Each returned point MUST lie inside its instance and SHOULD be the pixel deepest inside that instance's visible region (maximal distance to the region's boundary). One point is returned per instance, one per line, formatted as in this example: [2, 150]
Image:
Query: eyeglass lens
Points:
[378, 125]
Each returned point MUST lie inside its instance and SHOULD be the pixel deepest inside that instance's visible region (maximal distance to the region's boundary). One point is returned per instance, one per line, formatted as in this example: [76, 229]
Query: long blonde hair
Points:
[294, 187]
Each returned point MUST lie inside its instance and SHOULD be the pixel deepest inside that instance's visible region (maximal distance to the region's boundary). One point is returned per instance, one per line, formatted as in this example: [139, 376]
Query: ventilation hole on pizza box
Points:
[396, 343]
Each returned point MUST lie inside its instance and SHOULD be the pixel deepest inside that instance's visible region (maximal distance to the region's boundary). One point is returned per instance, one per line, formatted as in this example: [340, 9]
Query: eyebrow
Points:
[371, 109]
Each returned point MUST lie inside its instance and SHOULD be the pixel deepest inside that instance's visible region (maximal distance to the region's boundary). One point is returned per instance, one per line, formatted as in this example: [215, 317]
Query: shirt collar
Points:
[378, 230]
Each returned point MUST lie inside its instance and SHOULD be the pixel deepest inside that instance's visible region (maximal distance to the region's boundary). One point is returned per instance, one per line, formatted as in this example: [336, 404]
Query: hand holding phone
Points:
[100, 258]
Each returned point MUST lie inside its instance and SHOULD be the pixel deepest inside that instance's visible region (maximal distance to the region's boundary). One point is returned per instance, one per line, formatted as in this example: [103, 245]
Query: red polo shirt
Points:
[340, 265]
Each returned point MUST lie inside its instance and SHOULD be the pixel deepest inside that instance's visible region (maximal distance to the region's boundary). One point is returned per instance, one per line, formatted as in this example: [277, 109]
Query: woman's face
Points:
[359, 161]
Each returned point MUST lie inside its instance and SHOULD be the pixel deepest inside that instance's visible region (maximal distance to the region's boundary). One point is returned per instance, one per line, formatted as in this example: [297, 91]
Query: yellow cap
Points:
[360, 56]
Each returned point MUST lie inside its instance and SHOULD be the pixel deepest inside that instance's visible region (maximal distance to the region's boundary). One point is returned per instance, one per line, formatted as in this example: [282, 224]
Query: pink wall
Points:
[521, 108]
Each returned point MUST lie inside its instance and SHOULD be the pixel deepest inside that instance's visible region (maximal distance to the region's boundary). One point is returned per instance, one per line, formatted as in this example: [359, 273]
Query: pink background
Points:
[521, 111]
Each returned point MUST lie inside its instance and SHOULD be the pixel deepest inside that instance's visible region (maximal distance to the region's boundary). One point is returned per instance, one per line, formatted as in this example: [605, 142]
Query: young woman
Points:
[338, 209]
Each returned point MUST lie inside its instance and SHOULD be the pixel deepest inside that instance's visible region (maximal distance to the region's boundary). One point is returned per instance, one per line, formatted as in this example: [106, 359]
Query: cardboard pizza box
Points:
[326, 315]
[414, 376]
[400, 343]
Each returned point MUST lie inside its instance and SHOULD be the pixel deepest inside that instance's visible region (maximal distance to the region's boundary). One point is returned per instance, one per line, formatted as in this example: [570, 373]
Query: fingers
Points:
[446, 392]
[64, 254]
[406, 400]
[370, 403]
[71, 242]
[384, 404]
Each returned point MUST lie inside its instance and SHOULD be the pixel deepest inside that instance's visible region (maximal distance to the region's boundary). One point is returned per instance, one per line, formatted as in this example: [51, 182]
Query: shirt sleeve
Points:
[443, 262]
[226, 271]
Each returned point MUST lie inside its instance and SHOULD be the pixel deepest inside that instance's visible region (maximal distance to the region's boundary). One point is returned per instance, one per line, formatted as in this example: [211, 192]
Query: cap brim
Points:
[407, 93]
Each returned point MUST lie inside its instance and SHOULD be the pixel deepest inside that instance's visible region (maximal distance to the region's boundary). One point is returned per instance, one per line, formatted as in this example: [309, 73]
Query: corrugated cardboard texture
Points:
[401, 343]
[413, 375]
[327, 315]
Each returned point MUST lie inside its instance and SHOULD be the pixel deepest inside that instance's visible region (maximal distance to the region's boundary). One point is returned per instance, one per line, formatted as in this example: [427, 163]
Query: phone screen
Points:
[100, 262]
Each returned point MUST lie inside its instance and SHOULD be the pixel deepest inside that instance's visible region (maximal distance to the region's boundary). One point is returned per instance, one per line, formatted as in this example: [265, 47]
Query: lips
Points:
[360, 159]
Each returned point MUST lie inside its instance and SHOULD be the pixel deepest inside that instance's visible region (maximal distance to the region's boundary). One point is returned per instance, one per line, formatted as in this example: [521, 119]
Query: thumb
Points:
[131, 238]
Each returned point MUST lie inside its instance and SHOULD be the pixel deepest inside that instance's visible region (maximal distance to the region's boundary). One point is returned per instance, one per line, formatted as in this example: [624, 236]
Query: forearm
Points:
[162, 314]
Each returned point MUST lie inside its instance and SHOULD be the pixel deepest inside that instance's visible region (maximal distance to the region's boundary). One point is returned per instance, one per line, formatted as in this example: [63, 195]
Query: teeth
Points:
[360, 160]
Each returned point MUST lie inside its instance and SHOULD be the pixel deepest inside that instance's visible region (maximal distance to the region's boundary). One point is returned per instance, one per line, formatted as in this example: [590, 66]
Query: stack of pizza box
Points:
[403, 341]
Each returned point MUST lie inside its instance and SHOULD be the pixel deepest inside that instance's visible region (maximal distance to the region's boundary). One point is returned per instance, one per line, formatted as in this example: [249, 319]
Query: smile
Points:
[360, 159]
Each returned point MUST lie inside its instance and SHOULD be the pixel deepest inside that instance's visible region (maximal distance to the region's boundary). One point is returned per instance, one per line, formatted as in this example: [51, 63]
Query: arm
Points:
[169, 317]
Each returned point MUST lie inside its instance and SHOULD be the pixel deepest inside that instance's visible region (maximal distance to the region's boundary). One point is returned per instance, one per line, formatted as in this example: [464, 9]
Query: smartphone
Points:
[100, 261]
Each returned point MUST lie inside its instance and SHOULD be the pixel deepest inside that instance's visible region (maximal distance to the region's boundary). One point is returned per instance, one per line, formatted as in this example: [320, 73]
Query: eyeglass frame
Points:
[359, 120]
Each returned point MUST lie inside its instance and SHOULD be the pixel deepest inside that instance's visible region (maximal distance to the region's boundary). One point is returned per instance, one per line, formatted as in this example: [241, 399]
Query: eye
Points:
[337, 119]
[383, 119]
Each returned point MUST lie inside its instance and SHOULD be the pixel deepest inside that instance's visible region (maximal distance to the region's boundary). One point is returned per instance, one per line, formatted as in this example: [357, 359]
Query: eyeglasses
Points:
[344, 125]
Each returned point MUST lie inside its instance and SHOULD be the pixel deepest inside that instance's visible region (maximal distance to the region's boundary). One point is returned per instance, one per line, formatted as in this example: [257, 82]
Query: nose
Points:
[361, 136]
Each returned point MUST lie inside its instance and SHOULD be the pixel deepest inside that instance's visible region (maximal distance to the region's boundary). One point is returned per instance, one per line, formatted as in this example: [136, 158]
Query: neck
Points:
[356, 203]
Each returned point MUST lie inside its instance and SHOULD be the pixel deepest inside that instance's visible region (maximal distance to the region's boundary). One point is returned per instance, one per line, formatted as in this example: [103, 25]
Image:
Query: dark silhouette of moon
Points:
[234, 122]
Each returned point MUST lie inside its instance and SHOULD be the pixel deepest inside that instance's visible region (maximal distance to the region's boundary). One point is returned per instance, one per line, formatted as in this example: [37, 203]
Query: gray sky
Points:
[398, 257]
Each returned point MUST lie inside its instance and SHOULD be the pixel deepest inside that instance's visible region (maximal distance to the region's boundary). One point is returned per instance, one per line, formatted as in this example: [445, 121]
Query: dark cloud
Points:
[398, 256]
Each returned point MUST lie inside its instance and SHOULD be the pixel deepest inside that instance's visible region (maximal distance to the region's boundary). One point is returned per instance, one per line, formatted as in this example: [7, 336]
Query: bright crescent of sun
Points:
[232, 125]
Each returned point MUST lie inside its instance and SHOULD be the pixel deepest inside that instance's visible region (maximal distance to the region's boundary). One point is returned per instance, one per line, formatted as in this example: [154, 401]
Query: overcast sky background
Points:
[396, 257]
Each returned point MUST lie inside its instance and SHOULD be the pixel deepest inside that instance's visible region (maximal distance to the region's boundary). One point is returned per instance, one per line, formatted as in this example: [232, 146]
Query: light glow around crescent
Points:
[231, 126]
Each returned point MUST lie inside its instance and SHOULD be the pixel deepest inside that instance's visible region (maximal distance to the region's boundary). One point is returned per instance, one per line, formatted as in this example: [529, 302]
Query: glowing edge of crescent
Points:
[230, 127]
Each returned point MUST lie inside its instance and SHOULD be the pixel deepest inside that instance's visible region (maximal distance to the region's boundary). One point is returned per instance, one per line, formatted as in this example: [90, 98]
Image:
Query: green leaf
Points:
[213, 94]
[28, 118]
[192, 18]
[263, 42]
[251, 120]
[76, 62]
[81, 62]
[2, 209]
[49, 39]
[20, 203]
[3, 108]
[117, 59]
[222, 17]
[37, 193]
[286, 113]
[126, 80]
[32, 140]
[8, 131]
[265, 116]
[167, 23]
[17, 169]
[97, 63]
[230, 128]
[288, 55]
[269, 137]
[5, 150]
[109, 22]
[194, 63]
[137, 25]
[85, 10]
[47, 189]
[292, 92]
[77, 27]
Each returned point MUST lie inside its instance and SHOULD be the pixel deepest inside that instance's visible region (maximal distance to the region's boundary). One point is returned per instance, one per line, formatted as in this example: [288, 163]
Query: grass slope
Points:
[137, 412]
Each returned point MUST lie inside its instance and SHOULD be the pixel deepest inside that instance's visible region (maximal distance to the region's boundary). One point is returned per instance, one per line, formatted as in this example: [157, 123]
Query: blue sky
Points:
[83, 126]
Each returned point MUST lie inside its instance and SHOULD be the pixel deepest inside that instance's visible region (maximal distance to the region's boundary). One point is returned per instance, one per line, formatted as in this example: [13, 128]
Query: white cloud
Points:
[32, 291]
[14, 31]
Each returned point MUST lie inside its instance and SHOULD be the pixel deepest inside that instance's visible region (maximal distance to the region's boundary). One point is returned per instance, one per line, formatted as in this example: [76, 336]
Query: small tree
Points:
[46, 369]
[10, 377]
--*--
* [Prompt]: The response must consist solely of the lines from the top of the records through the line holding "example: [76, 229]", copied word for word.

* [Result for this exercise]:
Each returned point MUST lie inside its instance and SHOULD be the pixel deepest inside that instance's visible region (maximal distance to the region's boundary). One point is returned per instance, one per line, formatted as in this example: [2, 150]
Image:
Query: eyeglass lens
Points:
[378, 125]
Each returned point MUST lie inside its instance and SHOULD be the pixel deepest inside that instance's visible region (maximal distance to the region's boundary). One point is returned per instance, one per line, formatted as in this example: [76, 229]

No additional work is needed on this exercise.